Every line from the one with "Where can the white sleeve" to the end of the entries, both included, is to be copied exactly; the other lines stay out.

• • • •

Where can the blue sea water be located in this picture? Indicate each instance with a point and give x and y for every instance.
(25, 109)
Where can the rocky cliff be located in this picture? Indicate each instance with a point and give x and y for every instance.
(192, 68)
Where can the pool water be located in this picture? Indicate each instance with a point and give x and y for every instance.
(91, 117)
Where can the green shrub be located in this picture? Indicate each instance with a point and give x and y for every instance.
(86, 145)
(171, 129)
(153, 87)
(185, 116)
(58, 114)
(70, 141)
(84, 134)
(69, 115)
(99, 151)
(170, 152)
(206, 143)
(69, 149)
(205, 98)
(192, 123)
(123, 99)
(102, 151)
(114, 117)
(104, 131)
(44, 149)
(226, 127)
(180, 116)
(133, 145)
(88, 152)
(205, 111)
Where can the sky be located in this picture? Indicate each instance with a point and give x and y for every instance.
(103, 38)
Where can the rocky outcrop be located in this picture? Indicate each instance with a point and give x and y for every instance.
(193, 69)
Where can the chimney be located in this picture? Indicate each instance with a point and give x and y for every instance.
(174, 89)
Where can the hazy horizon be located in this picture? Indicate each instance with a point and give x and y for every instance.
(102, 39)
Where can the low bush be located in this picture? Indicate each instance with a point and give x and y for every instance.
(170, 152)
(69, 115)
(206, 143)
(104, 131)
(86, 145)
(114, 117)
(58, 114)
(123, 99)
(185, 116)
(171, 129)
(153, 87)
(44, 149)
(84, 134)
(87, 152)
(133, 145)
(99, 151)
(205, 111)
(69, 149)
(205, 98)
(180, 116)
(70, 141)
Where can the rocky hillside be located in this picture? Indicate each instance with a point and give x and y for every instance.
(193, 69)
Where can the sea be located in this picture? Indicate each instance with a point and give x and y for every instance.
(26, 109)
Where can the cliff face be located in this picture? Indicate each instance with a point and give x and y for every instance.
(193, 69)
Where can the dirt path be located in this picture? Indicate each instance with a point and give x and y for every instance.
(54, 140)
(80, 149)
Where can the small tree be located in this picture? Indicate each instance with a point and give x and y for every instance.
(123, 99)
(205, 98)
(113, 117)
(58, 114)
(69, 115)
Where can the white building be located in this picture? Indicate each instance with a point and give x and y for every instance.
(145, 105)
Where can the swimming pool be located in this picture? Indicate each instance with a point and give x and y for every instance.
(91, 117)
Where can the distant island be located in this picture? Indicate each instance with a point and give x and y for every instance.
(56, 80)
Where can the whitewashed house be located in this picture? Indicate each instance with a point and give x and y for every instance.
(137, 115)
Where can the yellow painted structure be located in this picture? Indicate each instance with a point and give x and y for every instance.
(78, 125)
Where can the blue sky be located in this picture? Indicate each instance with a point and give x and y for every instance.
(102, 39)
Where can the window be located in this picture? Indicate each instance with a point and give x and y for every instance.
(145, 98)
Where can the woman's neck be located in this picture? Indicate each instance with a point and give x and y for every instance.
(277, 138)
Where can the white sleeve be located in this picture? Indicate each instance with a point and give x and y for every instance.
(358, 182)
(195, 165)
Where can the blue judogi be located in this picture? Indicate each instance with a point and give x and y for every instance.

• • • •

* RESPONSE TO THE TASK
Where can the white sleeve be located in this picture? Indicate each instance with a point and give x and y for every instance.
(358, 182)
(195, 165)
Where can the blue judogi be located in this picture? Indicate each instance with a point and give x and y for every instance.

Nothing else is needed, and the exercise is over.